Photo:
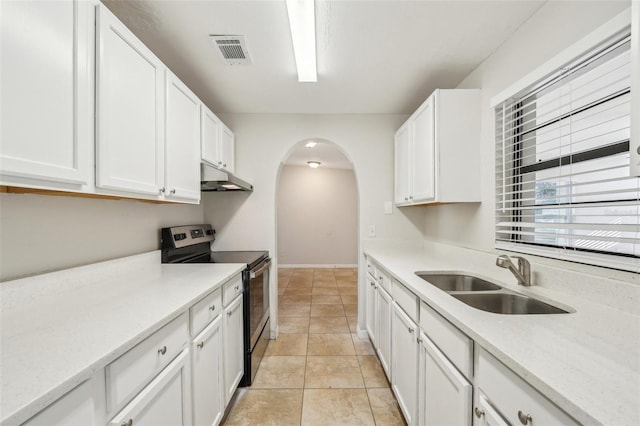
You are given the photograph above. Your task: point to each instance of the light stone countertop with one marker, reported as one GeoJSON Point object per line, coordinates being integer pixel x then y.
{"type": "Point", "coordinates": [58, 329]}
{"type": "Point", "coordinates": [587, 362]}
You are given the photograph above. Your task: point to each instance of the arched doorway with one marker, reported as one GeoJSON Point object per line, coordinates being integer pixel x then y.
{"type": "Point", "coordinates": [317, 242]}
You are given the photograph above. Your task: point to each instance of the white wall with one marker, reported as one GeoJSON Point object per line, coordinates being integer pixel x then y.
{"type": "Point", "coordinates": [41, 233]}
{"type": "Point", "coordinates": [317, 216]}
{"type": "Point", "coordinates": [247, 221]}
{"type": "Point", "coordinates": [556, 26]}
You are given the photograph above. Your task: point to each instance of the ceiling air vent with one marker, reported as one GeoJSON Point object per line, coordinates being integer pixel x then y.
{"type": "Point", "coordinates": [233, 49]}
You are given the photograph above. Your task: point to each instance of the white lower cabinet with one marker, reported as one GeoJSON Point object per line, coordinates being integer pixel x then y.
{"type": "Point", "coordinates": [404, 362]}
{"type": "Point", "coordinates": [165, 401]}
{"type": "Point", "coordinates": [371, 320]}
{"type": "Point", "coordinates": [444, 395]}
{"type": "Point", "coordinates": [208, 390]}
{"type": "Point", "coordinates": [514, 399]}
{"type": "Point", "coordinates": [485, 414]}
{"type": "Point", "coordinates": [233, 347]}
{"type": "Point", "coordinates": [383, 313]}
{"type": "Point", "coordinates": [82, 406]}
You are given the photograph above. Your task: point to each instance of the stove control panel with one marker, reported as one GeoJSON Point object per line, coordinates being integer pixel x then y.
{"type": "Point", "coordinates": [183, 236]}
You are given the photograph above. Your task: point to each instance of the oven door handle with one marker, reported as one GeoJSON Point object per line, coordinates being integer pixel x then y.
{"type": "Point", "coordinates": [261, 269]}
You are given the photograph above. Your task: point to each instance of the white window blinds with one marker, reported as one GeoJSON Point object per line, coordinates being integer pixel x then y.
{"type": "Point", "coordinates": [563, 186]}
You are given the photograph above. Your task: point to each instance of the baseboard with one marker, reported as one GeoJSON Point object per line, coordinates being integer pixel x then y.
{"type": "Point", "coordinates": [362, 333]}
{"type": "Point", "coordinates": [327, 266]}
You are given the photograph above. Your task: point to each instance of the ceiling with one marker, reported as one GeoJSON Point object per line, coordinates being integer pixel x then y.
{"type": "Point", "coordinates": [374, 56]}
{"type": "Point", "coordinates": [324, 151]}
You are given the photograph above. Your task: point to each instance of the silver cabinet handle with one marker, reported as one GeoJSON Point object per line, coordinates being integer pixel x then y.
{"type": "Point", "coordinates": [525, 419]}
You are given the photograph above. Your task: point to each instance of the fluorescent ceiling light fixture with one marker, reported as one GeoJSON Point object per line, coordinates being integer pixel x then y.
{"type": "Point", "coordinates": [302, 22]}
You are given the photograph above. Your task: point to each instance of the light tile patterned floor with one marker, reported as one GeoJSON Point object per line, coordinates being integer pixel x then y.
{"type": "Point", "coordinates": [318, 372]}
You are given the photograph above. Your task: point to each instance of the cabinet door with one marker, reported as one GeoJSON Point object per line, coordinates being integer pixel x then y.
{"type": "Point", "coordinates": [445, 396]}
{"type": "Point", "coordinates": [228, 149]}
{"type": "Point", "coordinates": [383, 302]}
{"type": "Point", "coordinates": [370, 294]}
{"type": "Point", "coordinates": [46, 101]}
{"type": "Point", "coordinates": [182, 173]}
{"type": "Point", "coordinates": [485, 414]}
{"type": "Point", "coordinates": [404, 362]}
{"type": "Point", "coordinates": [423, 161]}
{"type": "Point", "coordinates": [210, 137]}
{"type": "Point", "coordinates": [130, 104]}
{"type": "Point", "coordinates": [403, 164]}
{"type": "Point", "coordinates": [208, 392]}
{"type": "Point", "coordinates": [233, 347]}
{"type": "Point", "coordinates": [165, 401]}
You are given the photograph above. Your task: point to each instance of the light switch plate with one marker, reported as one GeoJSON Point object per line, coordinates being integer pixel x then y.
{"type": "Point", "coordinates": [388, 207]}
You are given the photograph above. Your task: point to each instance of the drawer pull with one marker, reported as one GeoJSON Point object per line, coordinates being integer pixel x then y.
{"type": "Point", "coordinates": [525, 419]}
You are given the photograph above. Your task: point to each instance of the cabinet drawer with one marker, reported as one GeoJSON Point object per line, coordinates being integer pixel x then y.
{"type": "Point", "coordinates": [383, 279]}
{"type": "Point", "coordinates": [232, 289]}
{"type": "Point", "coordinates": [407, 300]}
{"type": "Point", "coordinates": [133, 370]}
{"type": "Point", "coordinates": [452, 342]}
{"type": "Point", "coordinates": [511, 395]}
{"type": "Point", "coordinates": [205, 310]}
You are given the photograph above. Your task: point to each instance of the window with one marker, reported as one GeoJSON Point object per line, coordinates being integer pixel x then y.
{"type": "Point", "coordinates": [563, 183]}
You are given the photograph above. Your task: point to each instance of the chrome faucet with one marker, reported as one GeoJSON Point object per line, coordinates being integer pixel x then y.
{"type": "Point", "coordinates": [522, 272]}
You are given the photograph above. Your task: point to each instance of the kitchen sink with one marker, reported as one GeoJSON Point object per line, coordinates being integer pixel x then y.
{"type": "Point", "coordinates": [487, 296]}
{"type": "Point", "coordinates": [507, 303]}
{"type": "Point", "coordinates": [457, 282]}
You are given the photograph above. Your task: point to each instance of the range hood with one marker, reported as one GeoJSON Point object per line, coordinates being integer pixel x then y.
{"type": "Point", "coordinates": [216, 180]}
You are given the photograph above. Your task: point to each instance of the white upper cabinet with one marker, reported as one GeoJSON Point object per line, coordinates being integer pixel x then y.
{"type": "Point", "coordinates": [228, 149]}
{"type": "Point", "coordinates": [130, 110]}
{"type": "Point", "coordinates": [217, 143]}
{"type": "Point", "coordinates": [402, 160]}
{"type": "Point", "coordinates": [422, 159]}
{"type": "Point", "coordinates": [182, 131]}
{"type": "Point", "coordinates": [210, 137]}
{"type": "Point", "coordinates": [438, 150]}
{"type": "Point", "coordinates": [46, 100]}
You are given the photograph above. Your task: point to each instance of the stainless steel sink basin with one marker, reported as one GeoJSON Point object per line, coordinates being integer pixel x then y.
{"type": "Point", "coordinates": [457, 282]}
{"type": "Point", "coordinates": [507, 303]}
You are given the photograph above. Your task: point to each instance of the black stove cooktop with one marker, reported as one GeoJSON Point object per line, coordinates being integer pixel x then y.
{"type": "Point", "coordinates": [251, 258]}
{"type": "Point", "coordinates": [192, 244]}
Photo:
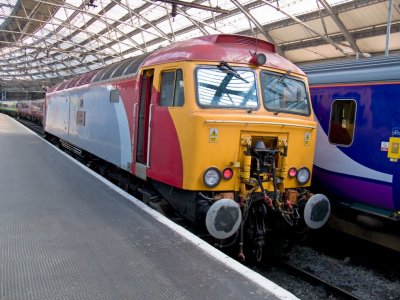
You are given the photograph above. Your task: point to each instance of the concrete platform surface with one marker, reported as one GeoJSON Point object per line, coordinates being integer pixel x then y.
{"type": "Point", "coordinates": [66, 234]}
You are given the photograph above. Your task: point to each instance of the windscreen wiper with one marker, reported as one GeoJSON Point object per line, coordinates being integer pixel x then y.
{"type": "Point", "coordinates": [228, 69]}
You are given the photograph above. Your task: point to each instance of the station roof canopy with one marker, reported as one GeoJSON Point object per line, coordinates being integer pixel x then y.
{"type": "Point", "coordinates": [43, 42]}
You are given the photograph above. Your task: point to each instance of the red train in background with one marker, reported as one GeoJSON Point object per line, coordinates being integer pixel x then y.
{"type": "Point", "coordinates": [28, 109]}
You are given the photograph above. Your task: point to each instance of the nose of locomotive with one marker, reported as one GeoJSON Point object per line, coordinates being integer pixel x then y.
{"type": "Point", "coordinates": [223, 218]}
{"type": "Point", "coordinates": [317, 211]}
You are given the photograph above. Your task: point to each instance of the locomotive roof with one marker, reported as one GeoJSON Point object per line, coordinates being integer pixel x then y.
{"type": "Point", "coordinates": [222, 47]}
{"type": "Point", "coordinates": [380, 68]}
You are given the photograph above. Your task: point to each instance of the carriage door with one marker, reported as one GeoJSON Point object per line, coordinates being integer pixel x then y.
{"type": "Point", "coordinates": [144, 123]}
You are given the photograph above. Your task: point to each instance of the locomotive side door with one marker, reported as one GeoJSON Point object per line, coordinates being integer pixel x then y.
{"type": "Point", "coordinates": [144, 124]}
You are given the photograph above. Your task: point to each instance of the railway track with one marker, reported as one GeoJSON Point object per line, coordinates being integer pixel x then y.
{"type": "Point", "coordinates": [314, 282]}
{"type": "Point", "coordinates": [331, 289]}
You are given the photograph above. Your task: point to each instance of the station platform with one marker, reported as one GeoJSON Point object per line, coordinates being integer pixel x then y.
{"type": "Point", "coordinates": [66, 233]}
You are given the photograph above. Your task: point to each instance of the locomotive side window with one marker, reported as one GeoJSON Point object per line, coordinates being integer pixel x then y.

::::::::::

Reproduce verbatim every line from the one containing "of the carriage" up to and including the final line of the items.

You are given the photograph above. Your task: point to each instance of the carriage door with one marker, reported as one GeoJSON Point object per line, coordinates being integer pixel x then y.
{"type": "Point", "coordinates": [144, 123]}
You are given the photograph above. Your task: point to each instance of the locomotive side door with one marker, reported as one GeoJSON Point object per line, coordinates being integer pixel x then y.
{"type": "Point", "coordinates": [144, 124]}
You are given the photograph above. Your task: point to each instance of the railway track with one marker, reported as one GeoJSON Point object per line, coordinates being integer pixel x then y.
{"type": "Point", "coordinates": [314, 282]}
{"type": "Point", "coordinates": [331, 289]}
You are given the photograph above. Your task: point to each instance of the station platform with one marker, reported as one GeoJSON Point object per line, coordinates being integer pixel x then y.
{"type": "Point", "coordinates": [66, 233]}
You are given the photograph above. Your task: point to each instance of the locomotive side window with one marker, reported as one GeoJSON Point object per line, coordinates being integer pixel x then y.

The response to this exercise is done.